■ **Problem requirements**:
Reproduce each of the items below word for word.

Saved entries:
────

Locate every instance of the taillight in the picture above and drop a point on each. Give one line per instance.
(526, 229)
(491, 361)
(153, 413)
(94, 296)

────

■ **Final answer**:
Locate every instance of the taillight in the picture above and drop a point on each. Give one line per instance.
(526, 229)
(491, 361)
(153, 413)
(94, 296)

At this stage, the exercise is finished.